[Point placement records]
□ □ □ □
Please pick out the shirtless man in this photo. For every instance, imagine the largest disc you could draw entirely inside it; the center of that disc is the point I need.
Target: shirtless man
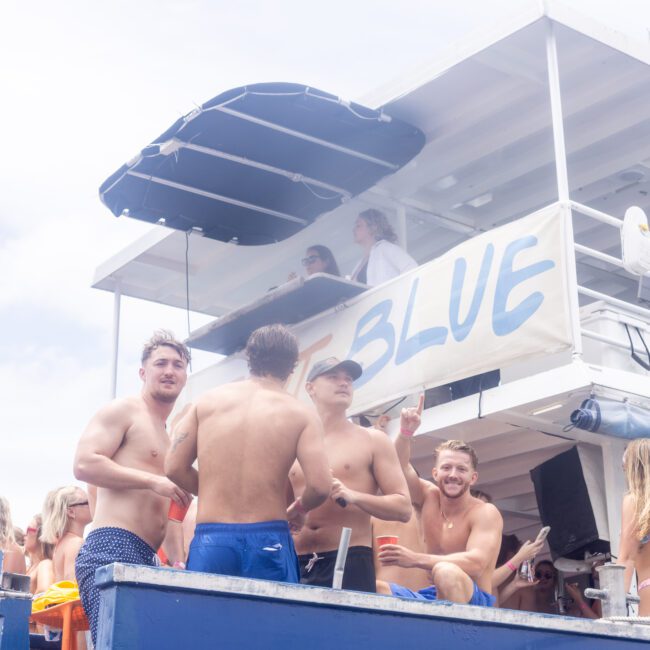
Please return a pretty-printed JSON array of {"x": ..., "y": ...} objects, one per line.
[
  {"x": 462, "y": 533},
  {"x": 122, "y": 452},
  {"x": 363, "y": 463},
  {"x": 247, "y": 434}
]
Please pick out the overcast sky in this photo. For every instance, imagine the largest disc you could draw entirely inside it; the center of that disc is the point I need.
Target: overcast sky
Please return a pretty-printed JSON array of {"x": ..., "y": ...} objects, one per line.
[{"x": 84, "y": 87}]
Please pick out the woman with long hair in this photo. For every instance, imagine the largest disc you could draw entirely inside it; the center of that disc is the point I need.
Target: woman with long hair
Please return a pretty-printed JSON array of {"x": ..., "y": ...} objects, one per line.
[
  {"x": 39, "y": 554},
  {"x": 383, "y": 259},
  {"x": 65, "y": 515},
  {"x": 634, "y": 550},
  {"x": 14, "y": 560}
]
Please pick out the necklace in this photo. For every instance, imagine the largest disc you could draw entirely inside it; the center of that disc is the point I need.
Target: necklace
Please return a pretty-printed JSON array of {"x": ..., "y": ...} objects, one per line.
□ □ □ □
● **Directive**: Rewrite the listing above, substituting "locate" for every "pick out" and keeping everything else the same. Leave the pictures out.

● **Response to this exercise**:
Please locate the shirtless man in this photo. For every instance, imagine the largest disc you could draw entirely inside it; the center of that disc is the point I need.
Target: shirtless man
Please return a pretty-printed JSON array of {"x": ..., "y": ...} objects, one per line.
[
  {"x": 462, "y": 533},
  {"x": 122, "y": 452},
  {"x": 363, "y": 463},
  {"x": 247, "y": 434}
]
Please locate the overcast sky in this photo. For every instance, imagine the largest disc you could draw entirely inside it; the center of that disc is the point I need.
Target: overcast sky
Please return a pretty-printed JSON array of {"x": ..., "y": ...} objects, one per line.
[{"x": 84, "y": 87}]
Please locate the woman with long hair in this photo. For every instance, imagine the largest disc you could draw entirely inside it; the center of that disc is the point I need.
Target: woman with long hair
Please return a pretty-printed JSON array of {"x": ..., "y": ...} objects, one per line.
[
  {"x": 39, "y": 554},
  {"x": 383, "y": 259},
  {"x": 65, "y": 515},
  {"x": 634, "y": 550},
  {"x": 14, "y": 560}
]
Please locate the necklace in this photo. For every instance, imagine the largest disc you could draw entirely inside it; the center of that disc is the point I need.
Target: necklace
Please return a pretty-printed JSON array of {"x": ..., "y": ...} objects, one per line.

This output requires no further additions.